» **SELECTED EXTRACT**
——

That’s irrelevant, anyway. What matters is that Diesen, an affable, unfailingly polite man and an ultra-sharp scholar, is aligned with the rarified cream of the crop who is asking the questions that really matter; among them, whether we are heading towards a Eurasian-Westphalian world order.

Apart from a meticulous deconstruction of the proxy war in Ukraine that devastatingly debunks, with proven facts, the official NATOstan narrative, Diesen offers a concise, easily accessible mini-history of how we got here.

He starts to make the case harking back to the Silk Roads: “The Silk Road was an early model of globalization, although it did not result in a common world order as the civilizations of the world were primarily connected to nomadic intermediaries.”

The demise of the Heartland-based Silk Road, actually roads, was caused by the rise of the thalassocratic European powers reconnecting the world in a different way. Yet the hegemony of the collective West could only be fully achieved by applying Divide and Rule across Eurasia.

——

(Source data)
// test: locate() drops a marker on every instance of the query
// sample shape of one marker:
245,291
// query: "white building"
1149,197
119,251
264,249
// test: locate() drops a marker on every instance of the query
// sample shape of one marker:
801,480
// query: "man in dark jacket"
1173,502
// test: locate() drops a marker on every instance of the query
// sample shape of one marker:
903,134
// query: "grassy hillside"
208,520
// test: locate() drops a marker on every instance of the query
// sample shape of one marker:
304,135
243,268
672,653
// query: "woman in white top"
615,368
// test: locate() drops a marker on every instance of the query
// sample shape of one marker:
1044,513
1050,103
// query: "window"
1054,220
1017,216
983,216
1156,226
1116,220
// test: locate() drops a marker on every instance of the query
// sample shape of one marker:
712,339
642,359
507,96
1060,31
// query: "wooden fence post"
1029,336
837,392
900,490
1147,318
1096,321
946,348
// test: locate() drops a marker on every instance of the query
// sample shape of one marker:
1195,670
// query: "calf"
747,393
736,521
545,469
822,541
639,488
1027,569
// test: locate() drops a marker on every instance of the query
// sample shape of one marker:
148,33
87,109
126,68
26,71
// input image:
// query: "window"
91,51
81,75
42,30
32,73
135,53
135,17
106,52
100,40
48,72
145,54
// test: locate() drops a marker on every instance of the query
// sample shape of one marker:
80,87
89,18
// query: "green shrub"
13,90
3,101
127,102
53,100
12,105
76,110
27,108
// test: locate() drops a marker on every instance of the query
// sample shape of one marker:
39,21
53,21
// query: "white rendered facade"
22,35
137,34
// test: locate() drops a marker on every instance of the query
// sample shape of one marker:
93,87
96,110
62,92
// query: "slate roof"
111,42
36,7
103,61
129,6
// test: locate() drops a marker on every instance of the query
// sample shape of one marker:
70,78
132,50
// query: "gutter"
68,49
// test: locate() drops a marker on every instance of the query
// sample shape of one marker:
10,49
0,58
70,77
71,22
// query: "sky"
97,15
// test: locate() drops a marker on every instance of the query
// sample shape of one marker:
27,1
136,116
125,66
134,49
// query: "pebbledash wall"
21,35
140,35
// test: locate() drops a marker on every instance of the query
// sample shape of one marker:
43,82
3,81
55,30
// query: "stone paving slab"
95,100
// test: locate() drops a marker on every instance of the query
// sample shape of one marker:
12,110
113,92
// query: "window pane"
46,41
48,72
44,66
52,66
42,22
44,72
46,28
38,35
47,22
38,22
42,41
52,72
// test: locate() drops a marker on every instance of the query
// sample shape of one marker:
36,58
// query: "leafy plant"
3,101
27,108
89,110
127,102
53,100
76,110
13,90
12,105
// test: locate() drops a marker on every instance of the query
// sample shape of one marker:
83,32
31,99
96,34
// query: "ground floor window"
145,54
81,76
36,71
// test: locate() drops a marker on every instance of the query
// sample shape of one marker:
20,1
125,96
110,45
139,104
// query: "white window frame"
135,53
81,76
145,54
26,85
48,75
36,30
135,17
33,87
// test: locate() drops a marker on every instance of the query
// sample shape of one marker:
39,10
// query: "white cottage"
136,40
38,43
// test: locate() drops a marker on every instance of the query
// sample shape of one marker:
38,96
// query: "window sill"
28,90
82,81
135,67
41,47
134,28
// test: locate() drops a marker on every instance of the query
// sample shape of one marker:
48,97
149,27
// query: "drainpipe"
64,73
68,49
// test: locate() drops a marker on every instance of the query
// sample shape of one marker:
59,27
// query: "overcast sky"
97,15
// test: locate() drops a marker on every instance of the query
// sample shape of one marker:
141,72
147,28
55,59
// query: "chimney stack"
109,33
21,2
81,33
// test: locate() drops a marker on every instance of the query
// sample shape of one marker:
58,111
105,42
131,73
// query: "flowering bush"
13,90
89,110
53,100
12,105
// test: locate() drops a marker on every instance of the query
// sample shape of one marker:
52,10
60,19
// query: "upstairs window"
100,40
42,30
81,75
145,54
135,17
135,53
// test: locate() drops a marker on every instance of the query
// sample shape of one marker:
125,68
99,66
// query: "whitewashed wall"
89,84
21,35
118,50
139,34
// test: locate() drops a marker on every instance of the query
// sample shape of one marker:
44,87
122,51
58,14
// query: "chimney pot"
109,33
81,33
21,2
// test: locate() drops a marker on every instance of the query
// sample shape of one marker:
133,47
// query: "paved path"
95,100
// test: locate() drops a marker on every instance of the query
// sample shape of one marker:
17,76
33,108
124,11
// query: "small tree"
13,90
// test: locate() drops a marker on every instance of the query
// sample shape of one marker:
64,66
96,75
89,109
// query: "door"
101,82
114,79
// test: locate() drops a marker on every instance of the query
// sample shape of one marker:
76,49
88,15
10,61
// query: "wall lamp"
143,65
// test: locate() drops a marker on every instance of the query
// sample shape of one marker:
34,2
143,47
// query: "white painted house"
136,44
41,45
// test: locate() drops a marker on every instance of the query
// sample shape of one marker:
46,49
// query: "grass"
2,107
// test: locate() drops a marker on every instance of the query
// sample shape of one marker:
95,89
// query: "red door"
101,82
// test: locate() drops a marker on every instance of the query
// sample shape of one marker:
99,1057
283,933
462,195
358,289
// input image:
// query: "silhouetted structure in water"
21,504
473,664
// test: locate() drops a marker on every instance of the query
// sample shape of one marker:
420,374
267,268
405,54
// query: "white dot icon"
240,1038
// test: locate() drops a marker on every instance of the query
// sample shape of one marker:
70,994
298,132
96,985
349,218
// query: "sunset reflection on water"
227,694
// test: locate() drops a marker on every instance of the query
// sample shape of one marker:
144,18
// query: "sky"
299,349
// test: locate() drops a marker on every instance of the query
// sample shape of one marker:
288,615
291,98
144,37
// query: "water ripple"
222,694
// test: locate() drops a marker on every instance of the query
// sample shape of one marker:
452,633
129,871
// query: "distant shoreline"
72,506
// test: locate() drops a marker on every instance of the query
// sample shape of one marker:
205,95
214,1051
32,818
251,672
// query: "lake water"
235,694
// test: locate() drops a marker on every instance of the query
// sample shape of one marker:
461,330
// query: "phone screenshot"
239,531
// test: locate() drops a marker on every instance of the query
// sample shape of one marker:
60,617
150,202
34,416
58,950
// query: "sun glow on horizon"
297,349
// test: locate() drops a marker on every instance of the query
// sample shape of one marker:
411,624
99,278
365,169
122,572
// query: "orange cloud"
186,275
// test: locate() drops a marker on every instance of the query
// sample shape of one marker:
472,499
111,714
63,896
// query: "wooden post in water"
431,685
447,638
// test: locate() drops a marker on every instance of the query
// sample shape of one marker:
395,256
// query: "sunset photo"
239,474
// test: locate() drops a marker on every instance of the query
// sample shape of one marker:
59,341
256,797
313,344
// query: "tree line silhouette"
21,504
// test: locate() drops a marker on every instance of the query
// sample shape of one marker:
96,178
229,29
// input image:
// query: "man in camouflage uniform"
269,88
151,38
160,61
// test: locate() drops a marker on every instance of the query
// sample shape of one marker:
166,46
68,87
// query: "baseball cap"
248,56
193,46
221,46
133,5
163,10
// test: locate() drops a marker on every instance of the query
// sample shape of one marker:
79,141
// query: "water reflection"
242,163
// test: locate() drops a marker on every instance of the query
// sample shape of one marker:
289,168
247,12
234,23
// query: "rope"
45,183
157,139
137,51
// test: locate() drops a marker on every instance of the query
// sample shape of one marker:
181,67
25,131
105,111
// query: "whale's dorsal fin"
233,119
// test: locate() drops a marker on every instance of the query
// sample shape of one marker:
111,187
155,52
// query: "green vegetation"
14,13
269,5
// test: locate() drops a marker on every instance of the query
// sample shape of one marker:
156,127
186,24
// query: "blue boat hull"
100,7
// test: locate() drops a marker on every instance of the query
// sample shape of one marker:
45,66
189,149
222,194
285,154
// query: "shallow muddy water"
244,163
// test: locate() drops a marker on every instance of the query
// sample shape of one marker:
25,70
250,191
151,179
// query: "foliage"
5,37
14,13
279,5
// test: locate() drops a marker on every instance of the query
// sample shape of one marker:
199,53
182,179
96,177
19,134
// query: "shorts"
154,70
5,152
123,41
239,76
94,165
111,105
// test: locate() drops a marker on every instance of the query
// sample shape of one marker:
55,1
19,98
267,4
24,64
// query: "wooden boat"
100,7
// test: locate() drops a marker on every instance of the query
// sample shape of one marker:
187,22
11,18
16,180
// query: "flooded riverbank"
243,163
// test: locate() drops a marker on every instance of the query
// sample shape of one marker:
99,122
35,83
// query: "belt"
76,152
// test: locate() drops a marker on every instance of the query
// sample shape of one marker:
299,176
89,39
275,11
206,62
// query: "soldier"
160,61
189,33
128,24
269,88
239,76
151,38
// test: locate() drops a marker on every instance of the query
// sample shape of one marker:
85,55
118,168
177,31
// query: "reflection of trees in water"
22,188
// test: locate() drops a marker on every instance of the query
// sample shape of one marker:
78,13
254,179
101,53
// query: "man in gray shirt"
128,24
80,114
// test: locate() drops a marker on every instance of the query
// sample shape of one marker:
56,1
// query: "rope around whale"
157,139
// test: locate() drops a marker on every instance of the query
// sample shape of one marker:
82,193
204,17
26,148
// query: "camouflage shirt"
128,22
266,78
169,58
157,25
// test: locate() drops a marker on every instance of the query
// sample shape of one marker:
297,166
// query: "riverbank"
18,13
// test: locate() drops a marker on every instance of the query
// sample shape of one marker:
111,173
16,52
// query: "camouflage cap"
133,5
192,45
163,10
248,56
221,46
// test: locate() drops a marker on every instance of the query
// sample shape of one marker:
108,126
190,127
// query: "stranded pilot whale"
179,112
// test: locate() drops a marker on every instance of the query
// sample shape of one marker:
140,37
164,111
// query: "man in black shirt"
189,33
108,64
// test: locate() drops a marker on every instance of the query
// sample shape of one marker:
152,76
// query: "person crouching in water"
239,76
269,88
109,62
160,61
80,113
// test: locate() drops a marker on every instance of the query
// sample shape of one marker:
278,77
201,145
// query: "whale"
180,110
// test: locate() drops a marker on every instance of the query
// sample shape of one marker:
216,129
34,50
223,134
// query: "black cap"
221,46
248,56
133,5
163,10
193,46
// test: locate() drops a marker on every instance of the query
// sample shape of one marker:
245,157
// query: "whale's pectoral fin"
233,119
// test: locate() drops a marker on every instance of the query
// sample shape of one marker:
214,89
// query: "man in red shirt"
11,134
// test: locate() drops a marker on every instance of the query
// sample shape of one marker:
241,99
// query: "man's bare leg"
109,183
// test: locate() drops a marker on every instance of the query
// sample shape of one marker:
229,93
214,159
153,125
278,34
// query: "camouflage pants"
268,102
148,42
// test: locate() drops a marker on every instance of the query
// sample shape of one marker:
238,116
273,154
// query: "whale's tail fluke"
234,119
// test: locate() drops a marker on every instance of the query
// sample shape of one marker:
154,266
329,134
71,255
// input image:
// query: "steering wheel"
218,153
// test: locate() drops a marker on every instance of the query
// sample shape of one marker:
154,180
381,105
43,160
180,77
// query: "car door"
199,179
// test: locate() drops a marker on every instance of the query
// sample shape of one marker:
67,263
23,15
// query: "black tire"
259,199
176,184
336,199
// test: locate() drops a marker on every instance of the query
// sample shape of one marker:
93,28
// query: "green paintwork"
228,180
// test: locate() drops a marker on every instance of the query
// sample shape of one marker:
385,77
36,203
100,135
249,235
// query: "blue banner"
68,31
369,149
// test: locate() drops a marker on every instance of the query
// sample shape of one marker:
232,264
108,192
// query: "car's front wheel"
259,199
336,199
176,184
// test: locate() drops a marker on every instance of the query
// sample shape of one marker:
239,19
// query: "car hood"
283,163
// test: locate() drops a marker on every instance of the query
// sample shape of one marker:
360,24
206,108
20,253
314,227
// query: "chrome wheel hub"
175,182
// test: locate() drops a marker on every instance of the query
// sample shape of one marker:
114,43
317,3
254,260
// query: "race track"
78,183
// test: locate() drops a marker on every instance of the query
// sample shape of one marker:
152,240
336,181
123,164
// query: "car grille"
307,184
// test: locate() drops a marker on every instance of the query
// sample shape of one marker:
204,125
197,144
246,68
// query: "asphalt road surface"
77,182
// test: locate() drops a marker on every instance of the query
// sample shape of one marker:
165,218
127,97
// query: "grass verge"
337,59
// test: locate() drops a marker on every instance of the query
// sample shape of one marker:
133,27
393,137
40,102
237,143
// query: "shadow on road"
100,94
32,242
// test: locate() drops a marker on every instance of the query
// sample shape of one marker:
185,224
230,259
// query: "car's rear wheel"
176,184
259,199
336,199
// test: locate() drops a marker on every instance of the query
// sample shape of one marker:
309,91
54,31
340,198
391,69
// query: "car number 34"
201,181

——

» **DIRECTIVES**
1. For each statement below, decide whether the Diesen commentary supports it, answering yes or no with the deciding words quoted from that text: (a) the Silk Road produced a common world order; (b) the rise of the thalassocratic European powers caused the demise of the Silk Road; (c) the collective West could fully achieve hegemony only by applying Divide and Rule across Eurasia.
2. Write the next part of the Diesen commentary, picking up right after its final sentence.

» **EXERCISE ANSWERS**
1.
(a) No: "although it did not result in a common world order"
(b) Yes: "The demise of the Heartland-based Silk Road, actually roads, was caused by the rise of the thalassocratic European powers"
(c) Yes: "the hegemony of the collective West could only be fully achieved by applying Divide and Rule across Eurasia"

2.
We did not in fact had “five centuries of western dominance”, according to Diesen: it was more like three, or even two (see, for instance, the work of Andre Gunder Frank). In a historical Long View that barely registers.

What is indeed The Big Picture now is that “the unique world order” produced by controlling “the vast Eurasian continent from the maritime periphery is coming to an end”.

Mackinder is hit by a train

Diesen hits the nail on the head when it comes to the Russia-China strategic partnership – on which the overwhelmingly majority of European intellectuals is clueless (a crucial exception is French historian, demographer and anthropologist Emmanuel Todd, whose latest book I analyzed here.)

With a lovely on the road formulation, Diesen shows how “Russia can be considered the successor of the Mongolian nomads as the last custodian of the Eurasian land corridor”, while China revives the Ancient Silk Roads “with economic connectivity”. In consequence, “a powerful Eurasian gravitational pull is thus reorganizing the supercontinent and the wider world.”

Poviding context, Diesen needs to engage in an obligatory detour to the basics of the Great Game between the Russian and British empires. What stands out is how Moscow already was pivoting to Asia all the way to the late 19th century, when Russian Finance Minister Sergei Witte started to develop a groundbreaking road map for a Eurasia political economy, “borrowing from Alexander Hamilton and Friedrich List.”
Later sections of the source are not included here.